• DIRECTIONS FOR THIS TASK: Convert the lines below, from the one containing "[locate] white ceramic" through the last one, inclusive, into a Markdown table with the columns Row and Line text. Number the rows in order and leave out blank lines.

⁂

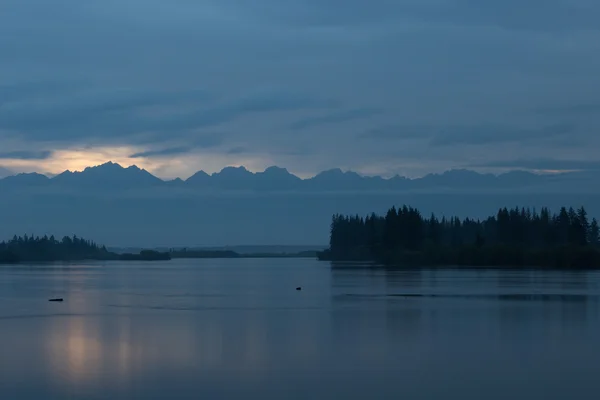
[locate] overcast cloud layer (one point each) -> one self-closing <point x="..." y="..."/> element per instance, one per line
<point x="384" y="86"/>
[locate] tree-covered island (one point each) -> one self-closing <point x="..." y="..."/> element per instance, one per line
<point x="513" y="237"/>
<point x="43" y="249"/>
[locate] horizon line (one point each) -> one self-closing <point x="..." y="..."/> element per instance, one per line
<point x="343" y="171"/>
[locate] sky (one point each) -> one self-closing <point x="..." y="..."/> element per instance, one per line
<point x="380" y="87"/>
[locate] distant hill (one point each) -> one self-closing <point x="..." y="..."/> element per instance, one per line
<point x="111" y="177"/>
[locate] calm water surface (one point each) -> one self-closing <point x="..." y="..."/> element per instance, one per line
<point x="229" y="329"/>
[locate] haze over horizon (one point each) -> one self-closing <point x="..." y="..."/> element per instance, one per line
<point x="390" y="88"/>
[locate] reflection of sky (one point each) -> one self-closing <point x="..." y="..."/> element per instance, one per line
<point x="229" y="331"/>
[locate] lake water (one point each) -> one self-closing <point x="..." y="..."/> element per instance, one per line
<point x="230" y="329"/>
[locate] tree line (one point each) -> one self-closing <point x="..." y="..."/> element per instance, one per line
<point x="515" y="237"/>
<point x="42" y="249"/>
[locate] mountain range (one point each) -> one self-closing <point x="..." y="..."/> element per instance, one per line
<point x="113" y="177"/>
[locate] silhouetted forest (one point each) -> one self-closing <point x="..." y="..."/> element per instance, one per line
<point x="40" y="249"/>
<point x="513" y="237"/>
<point x="198" y="253"/>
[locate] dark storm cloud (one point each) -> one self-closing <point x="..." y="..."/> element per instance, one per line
<point x="280" y="75"/>
<point x="450" y="135"/>
<point x="25" y="155"/>
<point x="576" y="110"/>
<point x="200" y="141"/>
<point x="542" y="15"/>
<point x="333" y="118"/>
<point x="490" y="134"/>
<point x="544" y="164"/>
<point x="169" y="151"/>
<point x="118" y="115"/>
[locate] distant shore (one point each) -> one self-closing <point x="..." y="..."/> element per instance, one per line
<point x="517" y="237"/>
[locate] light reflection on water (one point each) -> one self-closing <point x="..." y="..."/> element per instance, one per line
<point x="232" y="328"/>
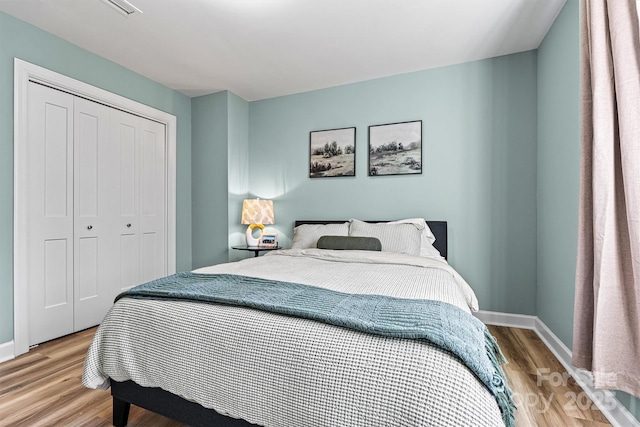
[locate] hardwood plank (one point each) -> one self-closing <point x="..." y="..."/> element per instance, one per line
<point x="545" y="393"/>
<point x="43" y="387"/>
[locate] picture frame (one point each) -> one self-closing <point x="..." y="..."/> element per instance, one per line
<point x="332" y="153"/>
<point x="395" y="148"/>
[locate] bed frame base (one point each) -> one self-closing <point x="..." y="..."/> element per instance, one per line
<point x="164" y="403"/>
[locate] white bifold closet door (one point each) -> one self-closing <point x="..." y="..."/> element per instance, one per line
<point x="97" y="209"/>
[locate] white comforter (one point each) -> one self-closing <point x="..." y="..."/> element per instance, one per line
<point x="275" y="370"/>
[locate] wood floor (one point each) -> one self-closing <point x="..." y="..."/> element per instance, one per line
<point x="42" y="387"/>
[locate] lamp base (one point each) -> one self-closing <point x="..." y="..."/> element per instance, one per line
<point x="252" y="241"/>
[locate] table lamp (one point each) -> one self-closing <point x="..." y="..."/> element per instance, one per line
<point x="256" y="213"/>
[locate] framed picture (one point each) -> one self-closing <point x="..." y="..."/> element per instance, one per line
<point x="332" y="153"/>
<point x="395" y="149"/>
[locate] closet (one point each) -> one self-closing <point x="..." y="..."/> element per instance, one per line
<point x="96" y="208"/>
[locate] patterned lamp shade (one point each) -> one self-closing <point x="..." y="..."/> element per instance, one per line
<point x="257" y="211"/>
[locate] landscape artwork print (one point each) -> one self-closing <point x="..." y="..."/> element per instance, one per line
<point x="333" y="153"/>
<point x="395" y="149"/>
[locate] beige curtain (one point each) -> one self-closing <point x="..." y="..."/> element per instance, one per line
<point x="606" y="335"/>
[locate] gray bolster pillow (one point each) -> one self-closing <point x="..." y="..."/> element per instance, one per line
<point x="351" y="243"/>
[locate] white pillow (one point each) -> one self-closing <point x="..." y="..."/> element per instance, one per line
<point x="306" y="236"/>
<point x="404" y="238"/>
<point x="426" y="245"/>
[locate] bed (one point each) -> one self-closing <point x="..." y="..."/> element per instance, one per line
<point x="228" y="364"/>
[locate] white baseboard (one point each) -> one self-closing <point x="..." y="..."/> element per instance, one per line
<point x="7" y="351"/>
<point x="606" y="401"/>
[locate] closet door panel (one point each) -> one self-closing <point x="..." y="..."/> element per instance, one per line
<point x="95" y="197"/>
<point x="125" y="130"/>
<point x="152" y="199"/>
<point x="50" y="213"/>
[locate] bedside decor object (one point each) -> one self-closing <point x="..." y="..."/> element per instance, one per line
<point x="268" y="240"/>
<point x="256" y="213"/>
<point x="332" y="153"/>
<point x="395" y="148"/>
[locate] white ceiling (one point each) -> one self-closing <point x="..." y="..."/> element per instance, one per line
<point x="265" y="48"/>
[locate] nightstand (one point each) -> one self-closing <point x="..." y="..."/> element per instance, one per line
<point x="256" y="249"/>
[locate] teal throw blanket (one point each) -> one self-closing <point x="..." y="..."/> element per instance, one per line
<point x="439" y="323"/>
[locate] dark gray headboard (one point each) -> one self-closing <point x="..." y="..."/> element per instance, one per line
<point x="439" y="229"/>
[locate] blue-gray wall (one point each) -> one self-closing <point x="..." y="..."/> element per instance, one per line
<point x="18" y="39"/>
<point x="558" y="171"/>
<point x="210" y="136"/>
<point x="219" y="174"/>
<point x="478" y="162"/>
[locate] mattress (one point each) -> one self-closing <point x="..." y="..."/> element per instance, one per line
<point x="275" y="370"/>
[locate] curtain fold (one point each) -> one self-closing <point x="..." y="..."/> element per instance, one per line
<point x="606" y="334"/>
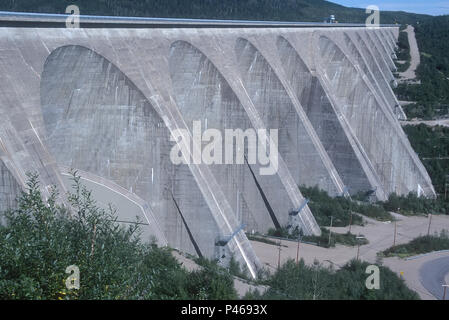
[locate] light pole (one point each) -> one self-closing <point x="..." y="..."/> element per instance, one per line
<point x="279" y="255"/>
<point x="444" y="292"/>
<point x="297" y="249"/>
<point x="394" y="237"/>
<point x="358" y="245"/>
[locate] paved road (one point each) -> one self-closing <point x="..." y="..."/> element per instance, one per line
<point x="431" y="123"/>
<point x="432" y="276"/>
<point x="167" y="22"/>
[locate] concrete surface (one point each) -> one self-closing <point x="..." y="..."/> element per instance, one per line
<point x="415" y="58"/>
<point x="106" y="101"/>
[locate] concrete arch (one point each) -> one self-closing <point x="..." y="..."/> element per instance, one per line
<point x="378" y="56"/>
<point x="386" y="53"/>
<point x="375" y="78"/>
<point x="377" y="71"/>
<point x="389" y="43"/>
<point x="277" y="111"/>
<point x="320" y="112"/>
<point x="98" y="121"/>
<point x="372" y="125"/>
<point x="202" y="94"/>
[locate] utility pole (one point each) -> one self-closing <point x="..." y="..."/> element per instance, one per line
<point x="350" y="221"/>
<point x="444" y="292"/>
<point x="446" y="183"/>
<point x="297" y="249"/>
<point x="358" y="245"/>
<point x="279" y="255"/>
<point x="394" y="238"/>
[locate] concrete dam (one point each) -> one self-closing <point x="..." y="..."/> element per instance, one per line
<point x="107" y="101"/>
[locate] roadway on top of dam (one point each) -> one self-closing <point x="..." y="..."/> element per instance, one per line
<point x="48" y="20"/>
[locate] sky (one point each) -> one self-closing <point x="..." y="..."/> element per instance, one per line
<point x="432" y="7"/>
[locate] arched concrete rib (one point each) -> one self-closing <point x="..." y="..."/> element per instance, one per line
<point x="20" y="132"/>
<point x="387" y="54"/>
<point x="142" y="127"/>
<point x="10" y="187"/>
<point x="284" y="194"/>
<point x="202" y="94"/>
<point x="322" y="116"/>
<point x="353" y="51"/>
<point x="377" y="55"/>
<point x="387" y="35"/>
<point x="388" y="42"/>
<point x="379" y="75"/>
<point x="380" y="88"/>
<point x="278" y="92"/>
<point x="394" y="169"/>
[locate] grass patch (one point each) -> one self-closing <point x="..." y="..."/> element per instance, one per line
<point x="420" y="245"/>
<point x="303" y="282"/>
<point x="347" y="239"/>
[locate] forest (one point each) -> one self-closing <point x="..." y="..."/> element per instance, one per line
<point x="285" y="10"/>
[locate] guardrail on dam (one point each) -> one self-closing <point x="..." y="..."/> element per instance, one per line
<point x="106" y="100"/>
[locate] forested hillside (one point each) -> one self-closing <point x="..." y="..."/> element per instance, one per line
<point x="432" y="94"/>
<point x="286" y="10"/>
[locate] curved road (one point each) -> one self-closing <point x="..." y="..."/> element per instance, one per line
<point x="432" y="276"/>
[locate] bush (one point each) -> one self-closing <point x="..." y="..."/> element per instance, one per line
<point x="323" y="207"/>
<point x="420" y="245"/>
<point x="347" y="239"/>
<point x="303" y="282"/>
<point x="41" y="239"/>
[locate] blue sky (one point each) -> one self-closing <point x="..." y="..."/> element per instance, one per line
<point x="433" y="7"/>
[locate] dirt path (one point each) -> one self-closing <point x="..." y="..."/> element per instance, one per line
<point x="410" y="74"/>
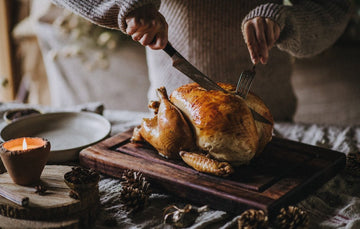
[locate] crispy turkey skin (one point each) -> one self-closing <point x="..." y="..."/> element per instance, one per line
<point x="219" y="123"/>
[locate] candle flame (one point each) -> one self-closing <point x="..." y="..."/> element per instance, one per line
<point x="24" y="144"/>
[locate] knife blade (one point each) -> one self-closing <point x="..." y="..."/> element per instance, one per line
<point x="184" y="66"/>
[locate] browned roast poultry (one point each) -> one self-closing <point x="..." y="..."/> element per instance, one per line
<point x="168" y="131"/>
<point x="223" y="124"/>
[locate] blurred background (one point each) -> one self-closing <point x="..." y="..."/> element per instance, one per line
<point x="50" y="56"/>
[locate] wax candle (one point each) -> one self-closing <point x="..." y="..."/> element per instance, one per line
<point x="25" y="158"/>
<point x="26" y="144"/>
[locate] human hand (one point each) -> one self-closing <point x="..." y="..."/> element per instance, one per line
<point x="260" y="35"/>
<point x="147" y="26"/>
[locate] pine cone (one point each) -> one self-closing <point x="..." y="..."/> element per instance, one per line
<point x="253" y="219"/>
<point x="40" y="189"/>
<point x="135" y="190"/>
<point x="292" y="217"/>
<point x="353" y="163"/>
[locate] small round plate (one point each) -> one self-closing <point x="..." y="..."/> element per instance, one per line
<point x="68" y="132"/>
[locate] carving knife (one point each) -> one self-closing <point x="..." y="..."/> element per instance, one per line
<point x="184" y="66"/>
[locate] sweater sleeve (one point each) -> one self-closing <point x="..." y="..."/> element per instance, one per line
<point x="106" y="13"/>
<point x="308" y="27"/>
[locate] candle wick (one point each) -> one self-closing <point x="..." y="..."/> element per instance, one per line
<point x="24" y="144"/>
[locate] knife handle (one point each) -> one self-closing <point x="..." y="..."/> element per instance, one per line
<point x="169" y="49"/>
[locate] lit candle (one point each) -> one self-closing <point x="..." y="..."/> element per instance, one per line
<point x="27" y="143"/>
<point x="25" y="158"/>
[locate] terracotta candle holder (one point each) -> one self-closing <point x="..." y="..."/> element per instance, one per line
<point x="25" y="158"/>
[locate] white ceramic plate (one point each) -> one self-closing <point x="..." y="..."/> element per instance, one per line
<point x="68" y="132"/>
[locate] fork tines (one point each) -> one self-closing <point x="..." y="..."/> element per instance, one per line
<point x="244" y="82"/>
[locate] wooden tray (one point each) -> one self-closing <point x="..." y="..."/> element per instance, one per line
<point x="286" y="172"/>
<point x="55" y="209"/>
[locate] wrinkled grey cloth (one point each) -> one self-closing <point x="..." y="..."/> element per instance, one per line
<point x="335" y="205"/>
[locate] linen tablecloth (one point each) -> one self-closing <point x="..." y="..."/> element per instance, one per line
<point x="335" y="205"/>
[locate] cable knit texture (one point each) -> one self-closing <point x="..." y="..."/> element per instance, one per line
<point x="209" y="35"/>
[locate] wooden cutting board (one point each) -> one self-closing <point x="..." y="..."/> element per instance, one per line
<point x="286" y="172"/>
<point x="54" y="209"/>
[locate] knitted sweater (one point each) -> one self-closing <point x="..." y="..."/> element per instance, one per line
<point x="209" y="35"/>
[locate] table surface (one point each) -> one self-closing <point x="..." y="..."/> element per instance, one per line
<point x="335" y="205"/>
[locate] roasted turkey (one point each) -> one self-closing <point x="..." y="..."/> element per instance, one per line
<point x="195" y="121"/>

⁂

• CORRECT RESULT:
| Row | Line text |
|---|---|
| 1 | [locate] white ceramic plate (one point each) -> one self-closing <point x="..." y="..."/> element per instance, one per line |
| 2 | <point x="68" y="132"/> |
| 3 | [locate] fork tines (one point each) -> one self-closing <point x="..." y="..."/> element per instance, one per line |
| 4 | <point x="244" y="82"/> |
| 5 | [locate] wooden tray (one point each) -> one self-closing <point x="..." y="..."/> element per instance, one per line |
| 6 | <point x="286" y="172"/> |
| 7 | <point x="55" y="209"/> |
| 8 | [locate] wrinkled grey cloth (one point each) -> one self-closing <point x="..." y="..."/> element per instance, one per line |
| 9 | <point x="335" y="205"/> |
| 10 | [locate] linen tablecloth (one point each) -> one self-closing <point x="..." y="..."/> element per instance, one per line |
| 11 | <point x="335" y="205"/> |
| 12 | [locate] cable knit texture (one point each) -> one self-closing <point x="..." y="..."/> element per instance, one per line |
| 13 | <point x="209" y="35"/> |
| 14 | [locate] wooden cutting board (one point each) -> one self-closing <point x="..." y="..."/> element per instance, one per line |
| 15 | <point x="286" y="172"/> |
| 16 | <point x="54" y="209"/> |
| 17 | [locate] knitted sweater (one point each) -> one self-closing <point x="..." y="..."/> element per instance, one per line |
| 18 | <point x="209" y="35"/> |
| 19 | [locate] table surface (one point each) -> one self-closing <point x="..." y="..."/> element per instance, one per line |
| 20 | <point x="335" y="205"/> |
| 21 | [locate] roasted turkey (one point each) -> one self-closing <point x="..." y="..."/> element per instance, one per line |
| 22 | <point x="195" y="121"/> |